Request
Return exactly the span of lines that opens with the line containing "Where can the small" and closes with the last line of the data, inclusive.

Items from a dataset

....

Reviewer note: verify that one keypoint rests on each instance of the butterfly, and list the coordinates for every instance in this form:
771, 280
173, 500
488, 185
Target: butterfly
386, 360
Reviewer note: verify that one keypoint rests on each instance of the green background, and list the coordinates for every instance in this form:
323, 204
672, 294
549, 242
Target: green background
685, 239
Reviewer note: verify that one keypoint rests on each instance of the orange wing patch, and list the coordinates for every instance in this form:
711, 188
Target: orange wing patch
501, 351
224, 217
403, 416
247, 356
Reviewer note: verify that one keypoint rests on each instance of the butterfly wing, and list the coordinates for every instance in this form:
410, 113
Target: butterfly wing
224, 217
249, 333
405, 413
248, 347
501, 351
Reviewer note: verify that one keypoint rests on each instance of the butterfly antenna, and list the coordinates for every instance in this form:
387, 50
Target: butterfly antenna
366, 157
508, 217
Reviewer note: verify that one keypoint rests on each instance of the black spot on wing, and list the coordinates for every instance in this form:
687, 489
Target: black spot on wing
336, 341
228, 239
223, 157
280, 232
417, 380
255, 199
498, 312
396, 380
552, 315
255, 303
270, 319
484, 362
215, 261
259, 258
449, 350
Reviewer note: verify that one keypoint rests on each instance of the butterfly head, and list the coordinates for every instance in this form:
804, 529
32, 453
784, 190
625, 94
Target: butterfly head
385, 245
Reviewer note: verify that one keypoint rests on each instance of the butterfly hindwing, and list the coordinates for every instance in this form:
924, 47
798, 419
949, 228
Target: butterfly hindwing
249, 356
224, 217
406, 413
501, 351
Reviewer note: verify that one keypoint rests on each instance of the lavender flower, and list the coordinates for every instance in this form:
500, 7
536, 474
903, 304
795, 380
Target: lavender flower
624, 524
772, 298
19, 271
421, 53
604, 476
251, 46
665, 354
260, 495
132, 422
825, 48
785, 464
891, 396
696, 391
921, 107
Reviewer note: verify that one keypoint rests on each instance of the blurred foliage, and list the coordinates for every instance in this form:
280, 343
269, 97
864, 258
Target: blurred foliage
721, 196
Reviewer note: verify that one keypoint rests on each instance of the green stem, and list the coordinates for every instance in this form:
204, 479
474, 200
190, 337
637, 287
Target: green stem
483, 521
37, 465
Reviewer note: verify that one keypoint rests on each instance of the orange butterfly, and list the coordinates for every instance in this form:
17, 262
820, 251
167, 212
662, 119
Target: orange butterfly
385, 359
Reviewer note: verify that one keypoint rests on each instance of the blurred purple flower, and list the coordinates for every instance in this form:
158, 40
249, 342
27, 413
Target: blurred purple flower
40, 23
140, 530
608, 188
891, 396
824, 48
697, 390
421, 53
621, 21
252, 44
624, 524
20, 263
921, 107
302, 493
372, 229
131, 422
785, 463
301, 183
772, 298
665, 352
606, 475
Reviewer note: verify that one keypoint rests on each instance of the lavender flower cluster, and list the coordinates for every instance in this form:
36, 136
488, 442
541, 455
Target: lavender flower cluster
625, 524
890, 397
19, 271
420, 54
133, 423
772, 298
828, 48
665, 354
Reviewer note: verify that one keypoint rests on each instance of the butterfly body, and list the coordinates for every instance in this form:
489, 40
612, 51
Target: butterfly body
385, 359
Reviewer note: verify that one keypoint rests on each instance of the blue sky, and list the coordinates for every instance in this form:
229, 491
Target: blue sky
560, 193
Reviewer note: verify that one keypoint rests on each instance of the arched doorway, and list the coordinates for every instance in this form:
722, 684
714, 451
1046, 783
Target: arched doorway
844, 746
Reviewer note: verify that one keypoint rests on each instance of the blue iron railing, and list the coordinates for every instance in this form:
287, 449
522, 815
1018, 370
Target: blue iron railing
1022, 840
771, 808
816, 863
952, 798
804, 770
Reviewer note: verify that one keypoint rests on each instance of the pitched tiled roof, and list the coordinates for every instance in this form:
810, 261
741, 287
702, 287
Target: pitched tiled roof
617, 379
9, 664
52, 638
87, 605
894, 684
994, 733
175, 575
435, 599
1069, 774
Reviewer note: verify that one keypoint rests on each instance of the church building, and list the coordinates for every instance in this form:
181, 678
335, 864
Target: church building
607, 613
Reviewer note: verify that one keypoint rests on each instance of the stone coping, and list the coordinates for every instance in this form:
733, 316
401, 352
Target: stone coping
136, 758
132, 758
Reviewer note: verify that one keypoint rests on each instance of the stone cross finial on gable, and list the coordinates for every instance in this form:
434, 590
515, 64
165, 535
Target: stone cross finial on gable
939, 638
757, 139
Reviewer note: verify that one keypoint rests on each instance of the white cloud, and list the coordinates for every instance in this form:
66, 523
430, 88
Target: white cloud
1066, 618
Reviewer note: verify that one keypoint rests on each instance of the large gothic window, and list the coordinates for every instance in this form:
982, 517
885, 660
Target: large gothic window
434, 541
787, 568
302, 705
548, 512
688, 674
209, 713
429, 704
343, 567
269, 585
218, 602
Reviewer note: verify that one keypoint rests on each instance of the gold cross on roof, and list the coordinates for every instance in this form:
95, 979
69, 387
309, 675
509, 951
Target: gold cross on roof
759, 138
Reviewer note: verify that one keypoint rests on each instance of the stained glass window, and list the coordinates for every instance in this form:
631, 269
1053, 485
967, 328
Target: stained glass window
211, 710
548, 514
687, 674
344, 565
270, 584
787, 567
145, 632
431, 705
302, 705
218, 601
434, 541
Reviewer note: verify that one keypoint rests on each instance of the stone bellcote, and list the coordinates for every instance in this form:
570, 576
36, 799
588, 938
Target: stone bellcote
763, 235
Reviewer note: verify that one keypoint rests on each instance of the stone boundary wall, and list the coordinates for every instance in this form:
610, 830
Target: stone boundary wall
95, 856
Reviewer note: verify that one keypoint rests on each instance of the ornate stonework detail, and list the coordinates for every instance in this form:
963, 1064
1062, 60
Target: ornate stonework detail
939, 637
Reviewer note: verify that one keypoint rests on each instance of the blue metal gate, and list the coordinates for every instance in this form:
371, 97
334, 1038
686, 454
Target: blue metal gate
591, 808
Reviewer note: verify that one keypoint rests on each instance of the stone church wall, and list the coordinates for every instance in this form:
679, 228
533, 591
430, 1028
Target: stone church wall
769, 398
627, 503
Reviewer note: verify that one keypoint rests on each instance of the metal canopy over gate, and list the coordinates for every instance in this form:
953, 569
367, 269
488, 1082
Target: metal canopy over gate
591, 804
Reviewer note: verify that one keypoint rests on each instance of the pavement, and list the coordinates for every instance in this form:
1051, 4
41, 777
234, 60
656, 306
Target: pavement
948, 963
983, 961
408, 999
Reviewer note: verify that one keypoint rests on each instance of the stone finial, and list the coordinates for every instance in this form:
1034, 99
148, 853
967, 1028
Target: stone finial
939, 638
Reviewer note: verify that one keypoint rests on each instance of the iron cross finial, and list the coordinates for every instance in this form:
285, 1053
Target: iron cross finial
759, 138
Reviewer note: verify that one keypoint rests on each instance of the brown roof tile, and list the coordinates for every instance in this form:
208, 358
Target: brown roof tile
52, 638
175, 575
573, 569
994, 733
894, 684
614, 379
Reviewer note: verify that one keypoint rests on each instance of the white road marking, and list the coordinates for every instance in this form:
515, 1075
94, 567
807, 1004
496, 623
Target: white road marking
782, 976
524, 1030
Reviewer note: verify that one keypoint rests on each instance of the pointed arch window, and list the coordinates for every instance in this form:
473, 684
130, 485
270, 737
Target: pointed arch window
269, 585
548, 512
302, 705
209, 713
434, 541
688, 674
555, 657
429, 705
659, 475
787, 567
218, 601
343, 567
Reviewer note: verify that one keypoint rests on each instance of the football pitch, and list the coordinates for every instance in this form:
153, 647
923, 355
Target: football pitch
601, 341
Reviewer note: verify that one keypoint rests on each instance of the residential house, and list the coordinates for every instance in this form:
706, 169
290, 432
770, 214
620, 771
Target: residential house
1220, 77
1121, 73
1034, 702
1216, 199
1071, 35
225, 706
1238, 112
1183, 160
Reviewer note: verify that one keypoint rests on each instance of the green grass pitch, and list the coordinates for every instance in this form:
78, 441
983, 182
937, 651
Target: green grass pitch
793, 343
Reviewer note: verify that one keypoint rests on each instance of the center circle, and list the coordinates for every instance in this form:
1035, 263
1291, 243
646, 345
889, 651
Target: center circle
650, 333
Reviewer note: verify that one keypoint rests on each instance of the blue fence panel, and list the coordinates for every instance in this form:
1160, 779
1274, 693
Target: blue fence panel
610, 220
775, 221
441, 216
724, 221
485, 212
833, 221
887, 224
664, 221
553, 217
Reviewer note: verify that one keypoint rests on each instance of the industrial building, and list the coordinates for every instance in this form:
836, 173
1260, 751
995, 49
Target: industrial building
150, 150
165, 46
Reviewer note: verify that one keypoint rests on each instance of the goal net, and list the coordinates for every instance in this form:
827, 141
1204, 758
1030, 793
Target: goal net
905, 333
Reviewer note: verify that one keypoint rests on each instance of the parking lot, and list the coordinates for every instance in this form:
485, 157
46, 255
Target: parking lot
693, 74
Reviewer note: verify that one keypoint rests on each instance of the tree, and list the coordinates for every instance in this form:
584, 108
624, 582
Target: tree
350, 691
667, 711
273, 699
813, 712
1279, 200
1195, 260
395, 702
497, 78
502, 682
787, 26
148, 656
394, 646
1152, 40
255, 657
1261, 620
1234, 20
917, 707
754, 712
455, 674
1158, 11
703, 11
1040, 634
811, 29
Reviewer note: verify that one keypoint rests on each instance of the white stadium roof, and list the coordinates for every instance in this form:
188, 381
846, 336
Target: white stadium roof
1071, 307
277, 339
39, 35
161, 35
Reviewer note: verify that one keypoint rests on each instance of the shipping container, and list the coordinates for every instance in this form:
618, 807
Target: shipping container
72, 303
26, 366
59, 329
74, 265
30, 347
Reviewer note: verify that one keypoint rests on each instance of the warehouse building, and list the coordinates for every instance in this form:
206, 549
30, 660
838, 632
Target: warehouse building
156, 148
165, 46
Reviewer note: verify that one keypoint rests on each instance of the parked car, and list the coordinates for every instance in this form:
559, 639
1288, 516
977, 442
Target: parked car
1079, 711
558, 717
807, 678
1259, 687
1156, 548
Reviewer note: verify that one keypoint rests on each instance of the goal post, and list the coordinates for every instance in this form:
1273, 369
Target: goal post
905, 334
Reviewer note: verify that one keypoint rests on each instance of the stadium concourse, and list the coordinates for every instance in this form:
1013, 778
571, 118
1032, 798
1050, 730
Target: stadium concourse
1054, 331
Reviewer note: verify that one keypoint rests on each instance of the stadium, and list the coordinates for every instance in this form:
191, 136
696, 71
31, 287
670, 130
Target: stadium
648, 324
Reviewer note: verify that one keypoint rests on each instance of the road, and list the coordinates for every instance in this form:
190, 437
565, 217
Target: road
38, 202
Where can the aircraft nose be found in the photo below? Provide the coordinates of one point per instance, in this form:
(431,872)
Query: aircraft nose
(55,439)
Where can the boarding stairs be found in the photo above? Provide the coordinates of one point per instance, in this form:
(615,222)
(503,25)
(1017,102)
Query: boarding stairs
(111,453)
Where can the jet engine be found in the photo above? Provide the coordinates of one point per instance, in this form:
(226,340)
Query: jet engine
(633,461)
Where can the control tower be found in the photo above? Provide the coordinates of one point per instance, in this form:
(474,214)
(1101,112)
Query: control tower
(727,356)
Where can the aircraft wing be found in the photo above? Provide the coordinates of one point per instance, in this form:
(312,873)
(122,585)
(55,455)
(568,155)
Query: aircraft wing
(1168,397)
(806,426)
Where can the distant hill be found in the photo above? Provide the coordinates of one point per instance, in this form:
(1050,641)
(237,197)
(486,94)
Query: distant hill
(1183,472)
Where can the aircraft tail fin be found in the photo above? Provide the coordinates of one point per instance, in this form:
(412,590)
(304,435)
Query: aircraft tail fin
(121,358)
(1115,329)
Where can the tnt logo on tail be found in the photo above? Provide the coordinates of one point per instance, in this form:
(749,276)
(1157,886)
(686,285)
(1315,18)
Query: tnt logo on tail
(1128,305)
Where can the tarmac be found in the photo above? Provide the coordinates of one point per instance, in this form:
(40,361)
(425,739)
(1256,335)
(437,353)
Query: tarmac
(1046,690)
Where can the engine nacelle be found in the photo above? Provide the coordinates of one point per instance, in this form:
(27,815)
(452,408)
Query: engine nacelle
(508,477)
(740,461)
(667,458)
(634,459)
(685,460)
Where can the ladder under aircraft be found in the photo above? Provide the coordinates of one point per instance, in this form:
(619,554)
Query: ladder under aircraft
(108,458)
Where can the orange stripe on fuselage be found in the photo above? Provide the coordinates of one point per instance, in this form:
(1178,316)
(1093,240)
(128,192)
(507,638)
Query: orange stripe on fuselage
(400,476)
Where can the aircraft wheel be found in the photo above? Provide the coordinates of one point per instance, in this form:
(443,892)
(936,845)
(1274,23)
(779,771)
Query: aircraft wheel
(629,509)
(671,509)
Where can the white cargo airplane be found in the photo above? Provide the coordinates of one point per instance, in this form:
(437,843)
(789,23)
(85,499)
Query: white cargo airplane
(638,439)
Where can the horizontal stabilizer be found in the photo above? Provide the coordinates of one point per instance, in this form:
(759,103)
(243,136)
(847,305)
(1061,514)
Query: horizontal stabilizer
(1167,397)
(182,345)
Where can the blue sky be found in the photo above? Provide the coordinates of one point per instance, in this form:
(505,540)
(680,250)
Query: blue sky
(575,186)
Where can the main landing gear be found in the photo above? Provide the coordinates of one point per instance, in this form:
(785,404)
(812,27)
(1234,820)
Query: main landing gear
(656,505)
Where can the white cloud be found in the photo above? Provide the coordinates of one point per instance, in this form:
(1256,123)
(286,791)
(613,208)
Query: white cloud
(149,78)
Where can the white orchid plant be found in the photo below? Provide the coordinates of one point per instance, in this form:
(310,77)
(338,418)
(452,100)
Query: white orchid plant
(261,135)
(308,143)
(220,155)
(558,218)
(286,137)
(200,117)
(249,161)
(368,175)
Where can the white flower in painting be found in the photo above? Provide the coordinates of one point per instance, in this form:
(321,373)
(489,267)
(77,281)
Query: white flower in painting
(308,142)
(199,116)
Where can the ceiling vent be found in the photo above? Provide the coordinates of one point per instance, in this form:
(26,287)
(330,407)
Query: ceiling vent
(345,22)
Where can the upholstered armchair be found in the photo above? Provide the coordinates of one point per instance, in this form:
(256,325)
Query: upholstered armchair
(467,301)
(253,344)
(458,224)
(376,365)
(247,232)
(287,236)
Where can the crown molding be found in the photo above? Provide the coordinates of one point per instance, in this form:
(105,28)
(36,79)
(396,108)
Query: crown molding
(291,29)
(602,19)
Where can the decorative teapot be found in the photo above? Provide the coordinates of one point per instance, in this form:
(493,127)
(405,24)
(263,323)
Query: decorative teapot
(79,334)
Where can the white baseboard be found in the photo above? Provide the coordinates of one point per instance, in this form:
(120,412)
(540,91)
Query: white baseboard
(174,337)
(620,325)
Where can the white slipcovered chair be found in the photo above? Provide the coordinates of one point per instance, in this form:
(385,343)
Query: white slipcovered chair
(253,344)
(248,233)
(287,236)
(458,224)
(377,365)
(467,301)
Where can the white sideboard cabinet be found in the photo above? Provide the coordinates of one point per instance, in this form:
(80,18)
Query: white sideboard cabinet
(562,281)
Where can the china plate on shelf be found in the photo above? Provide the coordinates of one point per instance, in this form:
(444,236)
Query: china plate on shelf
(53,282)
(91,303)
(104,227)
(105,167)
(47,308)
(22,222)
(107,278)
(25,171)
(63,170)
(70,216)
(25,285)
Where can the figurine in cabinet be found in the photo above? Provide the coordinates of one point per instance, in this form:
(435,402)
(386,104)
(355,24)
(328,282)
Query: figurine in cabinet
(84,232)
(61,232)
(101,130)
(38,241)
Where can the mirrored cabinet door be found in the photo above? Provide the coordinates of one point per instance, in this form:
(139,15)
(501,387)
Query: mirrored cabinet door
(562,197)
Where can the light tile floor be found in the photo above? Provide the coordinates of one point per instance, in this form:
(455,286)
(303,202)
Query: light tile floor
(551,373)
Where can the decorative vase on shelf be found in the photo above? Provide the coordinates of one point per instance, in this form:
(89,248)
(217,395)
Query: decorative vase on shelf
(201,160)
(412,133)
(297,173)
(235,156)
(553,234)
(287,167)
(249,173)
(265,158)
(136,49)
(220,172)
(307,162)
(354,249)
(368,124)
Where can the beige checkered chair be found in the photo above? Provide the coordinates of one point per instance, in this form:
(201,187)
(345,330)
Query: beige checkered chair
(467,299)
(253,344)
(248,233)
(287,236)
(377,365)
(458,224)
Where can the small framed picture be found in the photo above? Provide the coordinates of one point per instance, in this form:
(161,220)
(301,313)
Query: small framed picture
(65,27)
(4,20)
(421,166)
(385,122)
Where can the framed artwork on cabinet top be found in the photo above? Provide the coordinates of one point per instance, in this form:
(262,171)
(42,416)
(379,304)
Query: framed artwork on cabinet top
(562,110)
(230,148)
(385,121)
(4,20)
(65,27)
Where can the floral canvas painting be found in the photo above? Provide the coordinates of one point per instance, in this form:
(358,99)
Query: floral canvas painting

....

Result for this exercise
Where can the small framed picture be found in the photo above? Provide the coordinates of one point per instance, in this form:
(161,220)
(301,313)
Query: small framed picture
(65,27)
(4,20)
(421,166)
(385,122)
Where can the framed artwork on cabinet top be found in the photo above? Provide the coordinates of one point per instance, in this form:
(262,171)
(42,416)
(379,304)
Query: framed artwork on cabinet top
(562,110)
(230,148)
(385,121)
(4,20)
(65,27)
Where can the floral canvas painting be found in the photo above? Provide the coordinates of one point per instance, in this form:
(358,99)
Query: floral canvas painting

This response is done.